*Tasks*
- A) According to the text on Lenny Bruce, at which venue was he performing when he was arrested on obscenity charges for the final time in 1964?
- B) Pick up the text on Lenny Bruce after its final sentence and keep writing.

··· Text excerpt

The first time comedian Lenny Bruce was booked on obscenity charges, it was for saying the word cocksucker onstage in San Francisco in 1961. The second time was in Los Angeles, and the words in question included schmuck and motherfucker. The next time: tits and balls in Chicago. And the final time, the one that ultimately turned the bohemian provocateur into a martyr to free speech, was in 1964 at Cafe Au Go Go in Greenwich Village. Bruce joked about sex acts with animals, among other things, as undercover agents in the audience took notes on his material. The district attorney’s office decided to make an example out of him, beginning one of the most notorious obscenity trials in U.S. history.
Although Bruce’s legacy as a philosophical genius, hipster shaman and truth-teller has been enshrined in late–20th century American culture, from Bob Dylan lyrics to Beat poetry to the work of comedic successors like George Carlin, he hasn’t been in the news much since 2003, when New York governor George Pataki granted him a posthumous pardon. But lately there has been something of a Lenny Bruce resurgence. The Emmy-winning Amazon series The Marvelous Mrs. Maisel, about an Upper West Side housewife striving to be a stand-up in the late 1950s, features a Lenny Bruce character. And the one-man show I’m Not a Comedian…I’m Lenny Bruce opened off Broadway after a successful run in Los Angeles.
“The world is sick, and I’m the doctor. I’m a surgeon with a scalpel for false values.”
Bruce was both ambitious and ahead of his time. Early in his career, the media presented him as a law-breaking lowlife obsessed with dirty words. But Bruce had a lofty goal, Marmo says: holding a mirror up to society. That meant drawing attention to America’s darker, uglier impulses—something the mainstream wasn’t ready to accept. Time magazine famously described Bruce as “sick,” a label that stuck for years. To this, the comic responded, “The world is sick, and I’m the doctor. I’m a surgeon with a scalpel for false values.”

······
··· Dataset content

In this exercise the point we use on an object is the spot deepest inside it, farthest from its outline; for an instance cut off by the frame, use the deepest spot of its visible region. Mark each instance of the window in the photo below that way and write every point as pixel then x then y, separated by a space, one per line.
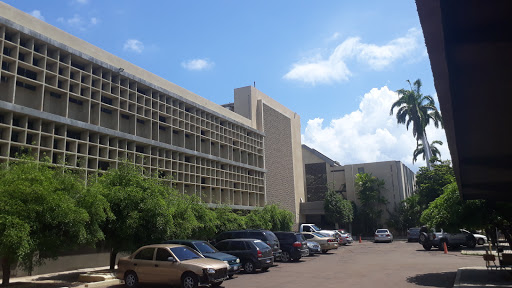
pixel 162 254
pixel 145 254
pixel 237 246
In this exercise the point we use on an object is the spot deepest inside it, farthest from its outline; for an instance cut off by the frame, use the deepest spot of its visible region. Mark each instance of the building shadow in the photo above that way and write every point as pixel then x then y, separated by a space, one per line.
pixel 441 279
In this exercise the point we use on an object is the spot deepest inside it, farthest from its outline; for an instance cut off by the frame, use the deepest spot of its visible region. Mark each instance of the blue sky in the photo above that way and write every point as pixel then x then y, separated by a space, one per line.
pixel 335 63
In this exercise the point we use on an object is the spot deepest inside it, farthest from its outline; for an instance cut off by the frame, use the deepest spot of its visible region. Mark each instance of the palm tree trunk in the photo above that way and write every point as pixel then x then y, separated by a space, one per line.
pixel 426 150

······

*Answers for the exercise*
- A) Cafe Au Go Go in Greenwich Village.

- B)
“Certain things back in the day just weren’t said,” says Bruce’s daughter, Kitty, about her father’s bold observations on racism and religious and political hypocrisy. “The intent of the word, what’s behind it, makes a big difference.”
It is perhaps not surprising that one boundary-pushing pioneer fascinated another. Bruce first caught the attention of Playboy publisher Hugh Hefner in 1958, during a set at Ann’s 440 in San Francisco. An immediate fan of the comic’s jazz-inflected urban style, Hefner arranged a gig for Bruce at the Cloister in Chicago. From that point on, Hefner aided Bruce’s career when he could, featuring him as a guest on a 1959 episode of Playboy’s Penthouse and several years later serializing his autobiography, How to Talk Dirty and Influence People, in the magazine. After Bruce professed in a letter to being “dreadfully poor,” Hefner offered him $500 to help fight his New York conviction. The men were brothers in arms in the war on censorship; Hefner had faced (and beaten) obscenity charges in 1963.
“The point is not whether any one of us agrees with all, or any part of, what Bruce has to say, but whether a free society can long remain free if we suppress the expression of all ideas that are objectionable to a few or to many,” Hefner once wrote. Following Bruce’s unexpected early death, Playboy extolled him as a hero, with writer Dick Schaap perfectly memorializing the groundbreaking comedian: “One last four-letter word for Lenny: Dead. At 40. That’s obscene.”